> _УСЛОВИЕ ЗАДАНИЯ_
Почему, согласно рецензии на роман «Пустырь», умирание не может перейти в смерть? Ответьте в одном–трех предложениях.
──────── ФРАГМЕНТ СТРАНИЦЫ ────────
Дарья Котенева, Юлия Котенева. Рецензия на роман «Пустырь»

Частный корреспондент, 03.09.2012
 

Роман «Пустырь» Анатолия Рясова – особенный, и, наверное, о его особенностях и стоит вести речь. «Пустырь» требует внимательного чтения, но если каждое уважающее себя произведение имеет право ждать от читателя должного внимания, то роман Рясова требует не отпускающего с первых страниц до заключительных строк напряжения вчитывания. Его невозможно пробежать глазами с целью выхватить сюжетную линию и удовлетвориться этим. Погружение в «пустырный» мир  совершается не постепенно, а скорее подобно нырянию с вышки, когда сразу обнаруживаешь себя на предельной глубине под бесконечной толщей воды. Кажется, что вот-вот выберешься к свету, отдавшись течению книги, но в конце всё превращается в водоворот – возвращение на глубину истока. Можно сказать, ни в коем случае не стремясь свести содержание романа к единой формуле, что «Пустырь» говорит о предельном и запредельном. В запредельное оступается читатель, как только открывает эту книгу, и сходу настраивается на внимательное (напряженное) чтение, интуитивно сознавая, что прямо сейчас творится нечто, быть может, самое важное, без предварительной подготовки и смягчающих преамбул.

 

В «Пустыре» рядом оказываются два мира – мир людей и мир бродяги. Первый мир – плоскость человеческих отношений, смыслонаделения, речи как передачи смыслов. Люди сосуществуют, принимая бытие как данность, невидимый, неощутимый фундамент. Жители Волглого (места действия романа) – люди, лишенные близких, живущие в близости дальних. Обреченные на неискренность, они говорят друг с другом, не в силах высказать себя. Бессилие речи преодолеваемо бессловесным пониманием близкого человека. Но в Волглом – непроходимая удаленность каждого от других и от самого себя. Обволакивающая пустота, через которую – не дотянуться («даже между губ целующихся»). Неустранимая погрешность перевода жизни на язык разговора. Слова утратили связь с называемым, опустели. Священник Лукьян не чувствует в себе веры, но продолжает читать проповеди. Жители Волглого продолжают держаться друг за друга, будучи совершенно безразличными, не слышащими, не чувствующими друг друга. Они не могут разглядеть за стершимися, привычными словами того, о чем ведут речь. Обреченная быть утлым пересказом, она пустеет, пустует. Умирание не может перейти в смерть, потому что смерть – это предел. Его нужно достигнуть. Определенность Волглого, непокидаемого, неизбывного, не дает увидеть сквозь муть глазных стекол настоящее. Не имена стали неправильными, а речка стала болотом.
──────── ПЕРЕЧЕНЬ ЗАПИСЕЙ ────────
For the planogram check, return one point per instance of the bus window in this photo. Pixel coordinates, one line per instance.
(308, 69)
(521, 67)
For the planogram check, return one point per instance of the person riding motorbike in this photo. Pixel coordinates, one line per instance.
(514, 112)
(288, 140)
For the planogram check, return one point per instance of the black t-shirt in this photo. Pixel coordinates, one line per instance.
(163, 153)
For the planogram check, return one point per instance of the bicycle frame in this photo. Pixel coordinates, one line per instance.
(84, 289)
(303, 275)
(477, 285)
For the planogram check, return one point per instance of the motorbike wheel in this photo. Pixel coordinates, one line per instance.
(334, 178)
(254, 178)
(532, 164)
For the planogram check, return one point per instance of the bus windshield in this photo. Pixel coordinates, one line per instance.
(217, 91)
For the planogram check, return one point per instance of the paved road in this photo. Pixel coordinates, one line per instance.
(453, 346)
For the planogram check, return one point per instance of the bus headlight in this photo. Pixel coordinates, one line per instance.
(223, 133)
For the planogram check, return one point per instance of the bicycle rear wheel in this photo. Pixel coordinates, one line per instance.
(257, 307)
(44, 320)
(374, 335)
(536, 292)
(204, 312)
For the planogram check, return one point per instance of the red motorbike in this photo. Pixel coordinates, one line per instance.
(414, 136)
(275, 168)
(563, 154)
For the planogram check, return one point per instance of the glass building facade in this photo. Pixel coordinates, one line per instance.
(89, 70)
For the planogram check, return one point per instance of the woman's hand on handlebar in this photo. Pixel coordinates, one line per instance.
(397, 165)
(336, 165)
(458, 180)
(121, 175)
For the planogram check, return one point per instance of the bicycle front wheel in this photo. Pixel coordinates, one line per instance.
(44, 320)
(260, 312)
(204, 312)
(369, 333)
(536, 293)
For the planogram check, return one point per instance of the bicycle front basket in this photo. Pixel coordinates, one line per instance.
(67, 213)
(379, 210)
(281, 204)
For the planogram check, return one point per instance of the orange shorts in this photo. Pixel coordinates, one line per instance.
────────
> _ОТВЕТ НА ЗАДАНИЕ_
Умирание не может перейти в смерть, потому что смерть — это предел, а предела нужно достигнуть.